**WORK TO BE COMPLETED**
Format the lines below as a numbered list, skipping any blank ones and leaving out the pictures.

**DATA SHOWN**
#####

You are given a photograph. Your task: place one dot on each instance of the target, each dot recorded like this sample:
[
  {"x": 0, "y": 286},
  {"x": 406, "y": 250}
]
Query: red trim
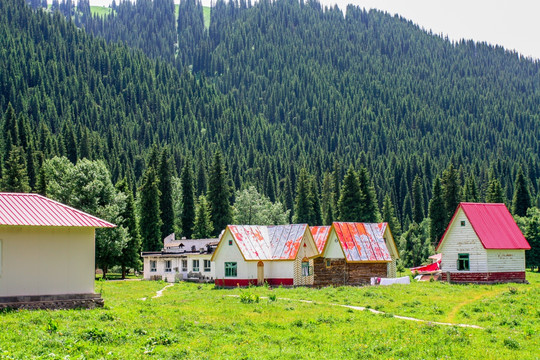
[
  {"x": 232, "y": 282},
  {"x": 490, "y": 277}
]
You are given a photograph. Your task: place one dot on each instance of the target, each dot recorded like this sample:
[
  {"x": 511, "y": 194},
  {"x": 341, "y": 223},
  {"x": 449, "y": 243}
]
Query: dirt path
[
  {"x": 159, "y": 293},
  {"x": 361, "y": 308},
  {"x": 452, "y": 314}
]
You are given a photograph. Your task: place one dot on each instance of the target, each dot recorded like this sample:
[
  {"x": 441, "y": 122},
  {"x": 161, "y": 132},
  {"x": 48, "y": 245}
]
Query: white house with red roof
[
  {"x": 46, "y": 253},
  {"x": 352, "y": 253},
  {"x": 256, "y": 254},
  {"x": 483, "y": 244}
]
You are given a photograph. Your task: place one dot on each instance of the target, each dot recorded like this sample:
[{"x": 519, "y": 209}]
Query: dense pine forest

#####

**RESPONSE TO THIS TASK**
1. You are given a photograph. Your task: place one dot on each instance of the target, each dot recorded like this sample:
2. [
3.   {"x": 0, "y": 286},
4.   {"x": 406, "y": 250}
5. ]
6. Query: red trim
7. [
8.   {"x": 232, "y": 282},
9.   {"x": 490, "y": 277}
10. ]
11. You are given a photograph. Your task: place one dot on each instance of the target, each dot recorded like this sample:
12. [
13.   {"x": 511, "y": 194},
14.   {"x": 341, "y": 223},
15.   {"x": 449, "y": 243}
16. ]
17. Query: dirt path
18. [
19.   {"x": 159, "y": 293},
20.   {"x": 361, "y": 308},
21.   {"x": 452, "y": 314}
22. ]
23. You are given a photograph. Your task: place one dot on each instance of the target, each dot recorded like this sample:
24. [
25.   {"x": 441, "y": 122},
26.   {"x": 161, "y": 132},
27.   {"x": 48, "y": 245}
28. ]
29. Query: white house with red roof
30. [
31.   {"x": 46, "y": 253},
32.   {"x": 352, "y": 253},
33.   {"x": 256, "y": 254},
34.   {"x": 483, "y": 244}
35. ]
36. You are given a photograph. Your task: place one dot on each instance of the target, each dot recorded like this sample:
37. [{"x": 519, "y": 209}]
38. Query: dense pine forest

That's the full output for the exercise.